* _QUÉ DEBE HACER_
Reúna todas las líneas de las entradas que siguen en las que aparezca la palabra "blue" y cópielas sin alteraciones.

* _ENTRADAS PROPORCIONADAS_
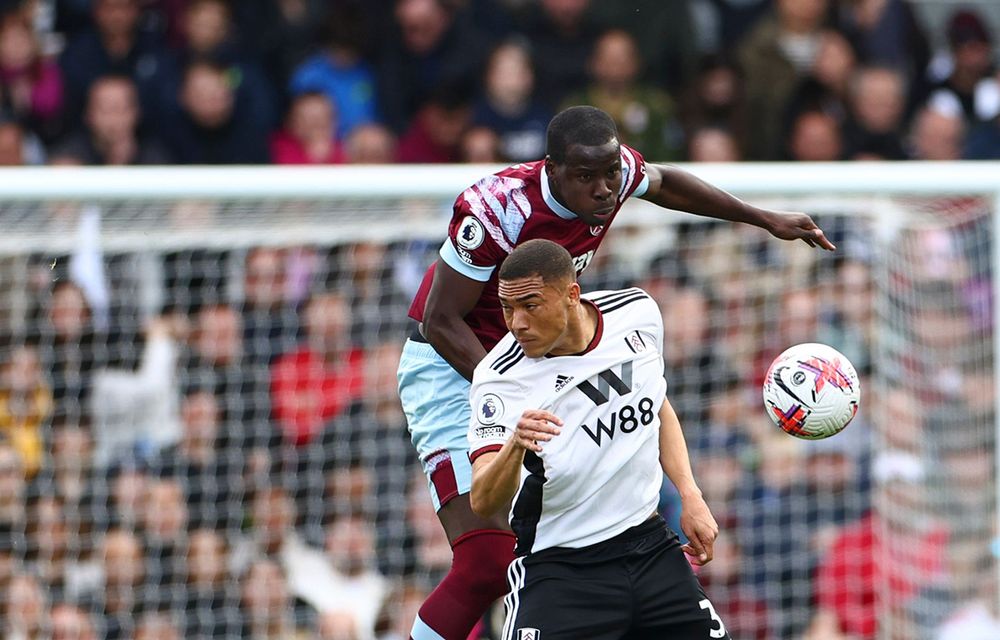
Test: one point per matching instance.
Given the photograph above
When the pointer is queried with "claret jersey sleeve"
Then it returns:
(476, 244)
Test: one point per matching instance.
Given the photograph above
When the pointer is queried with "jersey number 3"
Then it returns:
(714, 633)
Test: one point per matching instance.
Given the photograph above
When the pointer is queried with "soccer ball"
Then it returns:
(811, 391)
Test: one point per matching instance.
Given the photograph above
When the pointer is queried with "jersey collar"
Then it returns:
(598, 332)
(551, 201)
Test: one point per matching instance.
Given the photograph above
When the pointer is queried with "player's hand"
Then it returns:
(700, 527)
(534, 427)
(798, 226)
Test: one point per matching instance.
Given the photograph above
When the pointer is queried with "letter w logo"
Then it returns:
(606, 381)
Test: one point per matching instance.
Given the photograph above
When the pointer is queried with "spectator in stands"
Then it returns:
(340, 70)
(31, 86)
(202, 465)
(213, 127)
(480, 145)
(164, 533)
(135, 412)
(273, 537)
(776, 55)
(315, 383)
(267, 608)
(887, 549)
(645, 116)
(361, 589)
(210, 35)
(120, 598)
(714, 98)
(127, 487)
(983, 142)
(713, 144)
(308, 136)
(779, 567)
(70, 622)
(72, 479)
(687, 350)
(507, 105)
(432, 49)
(826, 87)
(371, 144)
(815, 137)
(215, 359)
(886, 33)
(211, 600)
(25, 609)
(968, 92)
(877, 107)
(365, 273)
(49, 546)
(18, 147)
(280, 34)
(157, 626)
(25, 406)
(667, 34)
(116, 45)
(436, 131)
(562, 38)
(13, 496)
(111, 133)
(936, 136)
(71, 346)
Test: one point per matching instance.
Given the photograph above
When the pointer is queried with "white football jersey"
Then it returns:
(601, 475)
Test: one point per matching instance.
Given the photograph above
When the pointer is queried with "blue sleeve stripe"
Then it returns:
(453, 260)
(641, 189)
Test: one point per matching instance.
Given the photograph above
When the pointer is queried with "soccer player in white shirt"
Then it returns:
(572, 431)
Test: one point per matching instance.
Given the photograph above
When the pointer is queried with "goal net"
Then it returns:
(200, 432)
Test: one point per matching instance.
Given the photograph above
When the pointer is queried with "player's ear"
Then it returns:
(573, 292)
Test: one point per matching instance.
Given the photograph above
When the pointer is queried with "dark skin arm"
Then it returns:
(676, 189)
(451, 297)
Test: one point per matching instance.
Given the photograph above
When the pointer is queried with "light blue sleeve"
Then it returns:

* _RESULTADO DEL EJERCICIO_
When the pointer is queried with "blue sleeve stripe"
When the pointer is queried with "light blue sleeve"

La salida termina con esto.